[begin SOURCE PASSAGE]

These statistics seem to contradict the dismal picture painted in the mass media.

However, by using commonsense and the Fed flow of funds statistics, the forces that influenced equity prices in the first half of 2009 are revealed.

Populist stimulus measures encouraged savings rather than spending

Both the Bush and Obama administrations pushed small amounts of money directly into the hands of consumers in an attempt to revive the economy in 2008 and 2009.

No Great Depression, despite political fear-mongers
No Great Depression, despite political fear-mongers

The theory, apparently, was that the public would spend these tiny payments, which in turn would cause businesses to produce more to meet demand, leading to rehiring and increased employment.

However, the public, frightened by rapid collapse of securities and real estate markets in 2008, and by dire warnings from the White House of a coming Great Depression — the haranguing of political operators not constrained by any need for historical accuracy — logically concluded that the prudent course would be to not spend money, but to save it for worse days to come.

The Federal Reserve, for its part, decided that lowering interest rates to almost zero would somehow encourage businesses to invest and create new jobs — presumably ignoring the terrifying behavior of a Congress that approved trillion dollar spending bills, without reading them, while favoring programs that would impose higher taxes on small businesses — the principal creators of jobs in the United States.

Rather than create new jobs, businesses became more productive, getting rid of marginal workers and holding on to the best.

[end SOURCE PASSAGE]

SET OF TASKS:
[1] According to the stimulus passage, why did the public save the small payments from the government instead of spending them? Answer in one to three sentences.
[2] Decide whether each statement agrees with the stimulus passage, answering yes or no and quoting the words of the passage that settle it: (a) The Federal Reserve raised interest rates to discourage borrowing. (b) Both the Bush and Obama administrations put small amounts of money directly into consumers' hands. (c) Businesses responded by hiring many new workers.
[3] Write a continuation of the stimulus passage, picking up from its final sentence.
The records are separate material and have nothing to do with the stimulus passage.

[begin MATERIAL SUPPLIED]

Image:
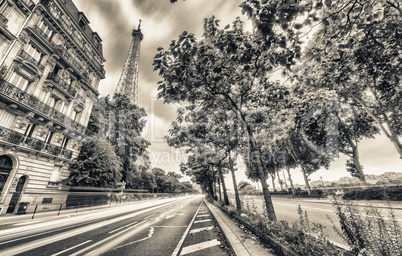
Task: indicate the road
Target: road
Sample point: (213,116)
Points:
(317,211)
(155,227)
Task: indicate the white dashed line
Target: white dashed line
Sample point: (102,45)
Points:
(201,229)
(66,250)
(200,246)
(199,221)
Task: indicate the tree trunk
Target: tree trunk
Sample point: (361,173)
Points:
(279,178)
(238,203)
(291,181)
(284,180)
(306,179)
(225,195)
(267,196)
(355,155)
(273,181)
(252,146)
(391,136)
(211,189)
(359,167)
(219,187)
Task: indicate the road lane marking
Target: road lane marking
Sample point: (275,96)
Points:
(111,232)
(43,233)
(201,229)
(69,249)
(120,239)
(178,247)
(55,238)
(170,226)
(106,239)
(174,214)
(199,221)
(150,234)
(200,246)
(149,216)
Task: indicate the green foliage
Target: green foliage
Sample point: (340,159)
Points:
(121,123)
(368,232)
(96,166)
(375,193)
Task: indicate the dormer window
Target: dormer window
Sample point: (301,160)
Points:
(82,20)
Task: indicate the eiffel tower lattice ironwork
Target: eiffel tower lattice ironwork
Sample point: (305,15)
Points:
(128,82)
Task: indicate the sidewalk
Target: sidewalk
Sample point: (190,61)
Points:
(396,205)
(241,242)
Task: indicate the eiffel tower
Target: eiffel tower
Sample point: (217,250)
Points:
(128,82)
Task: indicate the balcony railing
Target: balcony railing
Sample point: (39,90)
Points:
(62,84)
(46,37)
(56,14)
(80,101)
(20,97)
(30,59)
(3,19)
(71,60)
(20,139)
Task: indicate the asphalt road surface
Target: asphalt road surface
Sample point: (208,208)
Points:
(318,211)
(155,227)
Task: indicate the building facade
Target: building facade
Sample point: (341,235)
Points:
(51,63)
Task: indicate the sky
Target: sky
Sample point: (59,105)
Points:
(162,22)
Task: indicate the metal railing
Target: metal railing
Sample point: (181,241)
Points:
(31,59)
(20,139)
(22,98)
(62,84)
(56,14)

[end MATERIAL SUPPLIED]

TASK-BY-TASK OUTPUTS:
[1] The public saved the money because it was frightened by the rapid collapse of securities and real estate markets in 2008. It was also alarmed by dire warnings from the White House of a coming Great Depression. It therefore concluded that the prudent course was to save for worse days to come.

[2]
(a) No: "lowering interest rates to almost zero"
(b) Yes: "Both the Bush and Obama administrations pushed small amounts of money directly into the hands of consumers"
(c) No: "Rather than create new jobs, businesses became more productive, getting rid of marginal workers and holding on to the best."

[3]
Despite the success of the economic fear-mongers in getting the Democrat Party into the White House — the first president without any palpable executive experience — an over-whelming majority of Americans still had jobs and were willing to work harder to keep them.

Increasing the minimum wage resulted in sky-rocketing unemployment for young people — in the case of young black males reaching 50%!

The collapse of credit markets in the last semester of 2008 and the need for banks and other financial intermediaries to de-leverage as quickly as possible, restricted the flow of capital to business — despite the low interest rates.

Here are the figures that show household income, taxes, and savings in 2007 and Q2 2009:

Federal Reserve Release Z.1 F.100 Households and Non-Profits
US$ billions (Annual rates) 2007 Q2 2009
Household income 11,894.1 11,986.8
Personal tax 1,490.9 1,083.9
Effective tax rate 12.53% 9.04%
Personal savings 178.9 545.5
Savings rate 1.50% 4.55%

Here we can see that the tax savings doled out in the various stimulus packages did not result in greater spending, but in greater savings.

Only about 10% of the tax stimulus went into consumption — the rest was saved.

Furthermore, despite rising unemployment, household income did not shrink compared to 2007.

Switching from fixed income investments to equities

Not only did individuals save more in Q2 2009, but they shifted funds away from fixed income assets into corporate stocks.

Federal Reserve Release Z.1 F.100 Households and Non-Profits
US$ billions (Annual rates) 2007 Q2 2009
Net flows (annual basis)
Checkable deposits and currency -68.5 217.3
Time and savings deposits 422.7 -183.2
Money market fund shares 232.3 -147.8
Credit market instruments 468.3 -647.6
Sub-total (Fixed income and cash) 1054.8 -761.3
Corporate equities -794.2 288.1
Mutual fund shares 244.4 683.0
Sub-total (Equities and Mutual funds) -549.8 971.1

This table shows a remarkable change in the behavior of ordinary American investors between 2007 (before the Crash of 2008) and in Q2 2009 (after the Crash of 2008 and the introduction of Obamanomics).

The investment behavior in 2007 is easily explained, since it fits a pattern observed since 1982:

  1. In 2007, corporate executives were selling huge amounts of stocks (over $ 794.2 billion, annual rate) in order to take profits on their stock options. The main buyers were corporations with buyback programs approved by the executives themselves. See: The Great Misleading, a critical essay on the stock buyback movement.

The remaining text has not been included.